What to do:
Print out the data exactly, keeping every image out of it.

[Phrase grounding data]
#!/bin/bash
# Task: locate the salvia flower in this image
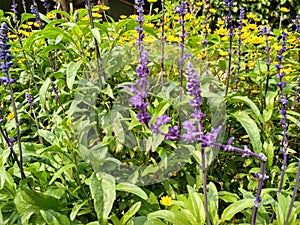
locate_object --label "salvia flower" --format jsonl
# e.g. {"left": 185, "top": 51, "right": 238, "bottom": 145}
{"left": 150, "top": 115, "right": 171, "bottom": 134}
{"left": 0, "top": 23, "right": 14, "bottom": 74}
{"left": 30, "top": 4, "right": 43, "bottom": 29}
{"left": 126, "top": 0, "right": 151, "bottom": 125}
{"left": 235, "top": 7, "right": 245, "bottom": 90}
{"left": 25, "top": 92, "right": 34, "bottom": 108}
{"left": 40, "top": 0, "right": 51, "bottom": 13}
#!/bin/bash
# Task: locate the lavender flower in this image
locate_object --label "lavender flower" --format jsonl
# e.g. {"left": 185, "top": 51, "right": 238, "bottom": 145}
{"left": 165, "top": 126, "right": 179, "bottom": 140}
{"left": 224, "top": 0, "right": 235, "bottom": 95}
{"left": 11, "top": 0, "right": 18, "bottom": 23}
{"left": 175, "top": 1, "right": 188, "bottom": 100}
{"left": 235, "top": 7, "right": 245, "bottom": 90}
{"left": 151, "top": 115, "right": 171, "bottom": 134}
{"left": 125, "top": 0, "right": 151, "bottom": 125}
{"left": 270, "top": 31, "right": 289, "bottom": 223}
{"left": 41, "top": 0, "right": 51, "bottom": 13}
{"left": 0, "top": 23, "right": 14, "bottom": 74}
{"left": 25, "top": 92, "right": 34, "bottom": 108}
{"left": 30, "top": 4, "right": 43, "bottom": 29}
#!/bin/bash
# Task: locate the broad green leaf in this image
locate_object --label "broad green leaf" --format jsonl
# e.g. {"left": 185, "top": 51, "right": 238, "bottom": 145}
{"left": 116, "top": 182, "right": 148, "bottom": 200}
{"left": 148, "top": 210, "right": 191, "bottom": 225}
{"left": 40, "top": 210, "right": 70, "bottom": 225}
{"left": 218, "top": 191, "right": 239, "bottom": 203}
{"left": 67, "top": 61, "right": 82, "bottom": 90}
{"left": 90, "top": 172, "right": 116, "bottom": 224}
{"left": 120, "top": 202, "right": 141, "bottom": 224}
{"left": 221, "top": 199, "right": 254, "bottom": 222}
{"left": 14, "top": 187, "right": 64, "bottom": 217}
{"left": 21, "top": 13, "right": 36, "bottom": 24}
{"left": 230, "top": 96, "right": 264, "bottom": 123}
{"left": 187, "top": 185, "right": 205, "bottom": 225}
{"left": 208, "top": 182, "right": 219, "bottom": 225}
{"left": 37, "top": 129, "right": 58, "bottom": 145}
{"left": 233, "top": 111, "right": 262, "bottom": 154}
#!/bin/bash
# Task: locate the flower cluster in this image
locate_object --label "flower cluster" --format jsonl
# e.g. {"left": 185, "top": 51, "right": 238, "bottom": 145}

Exercise output:
#!/bin/bash
# Task: locate the salvia flower in this image
locate_object --label "salvia flower" --format jsonl
# e.g. {"left": 185, "top": 51, "right": 238, "bottom": 145}
{"left": 150, "top": 115, "right": 171, "bottom": 134}
{"left": 0, "top": 23, "right": 14, "bottom": 74}
{"left": 30, "top": 4, "right": 43, "bottom": 29}
{"left": 126, "top": 0, "right": 151, "bottom": 125}
{"left": 235, "top": 7, "right": 245, "bottom": 90}
{"left": 25, "top": 92, "right": 34, "bottom": 108}
{"left": 40, "top": 0, "right": 51, "bottom": 13}
#!/bin/bash
# Task: locate the lavender flower in this image
locate_object --label "lavender flower" --format jsonl
# e.g. {"left": 185, "top": 51, "right": 238, "bottom": 145}
{"left": 165, "top": 126, "right": 179, "bottom": 140}
{"left": 224, "top": 0, "right": 235, "bottom": 95}
{"left": 11, "top": 0, "right": 18, "bottom": 23}
{"left": 175, "top": 1, "right": 188, "bottom": 100}
{"left": 235, "top": 7, "right": 245, "bottom": 90}
{"left": 151, "top": 115, "right": 171, "bottom": 134}
{"left": 125, "top": 0, "right": 151, "bottom": 125}
{"left": 270, "top": 31, "right": 289, "bottom": 223}
{"left": 41, "top": 0, "right": 51, "bottom": 13}
{"left": 0, "top": 23, "right": 14, "bottom": 74}
{"left": 25, "top": 92, "right": 34, "bottom": 108}
{"left": 30, "top": 4, "right": 43, "bottom": 29}
#!/bin/bash
# Task: locate the broad green leaf in this image
locate_object --label "broad green leaf" --format jsonl
# e.g. {"left": 185, "top": 51, "right": 238, "bottom": 145}
{"left": 116, "top": 182, "right": 148, "bottom": 200}
{"left": 148, "top": 210, "right": 191, "bottom": 225}
{"left": 40, "top": 210, "right": 70, "bottom": 225}
{"left": 218, "top": 191, "right": 239, "bottom": 203}
{"left": 67, "top": 61, "right": 82, "bottom": 90}
{"left": 90, "top": 172, "right": 116, "bottom": 224}
{"left": 120, "top": 202, "right": 141, "bottom": 224}
{"left": 221, "top": 199, "right": 254, "bottom": 222}
{"left": 14, "top": 187, "right": 64, "bottom": 217}
{"left": 21, "top": 13, "right": 36, "bottom": 24}
{"left": 230, "top": 96, "right": 264, "bottom": 123}
{"left": 187, "top": 185, "right": 205, "bottom": 225}
{"left": 208, "top": 182, "right": 219, "bottom": 225}
{"left": 37, "top": 129, "right": 58, "bottom": 145}
{"left": 233, "top": 111, "right": 262, "bottom": 154}
#!/bin/bash
# Task: locate the flower cluster in this image
locate_object --label "flower cluster" --format jsonl
# e.g. {"left": 185, "top": 51, "right": 238, "bottom": 145}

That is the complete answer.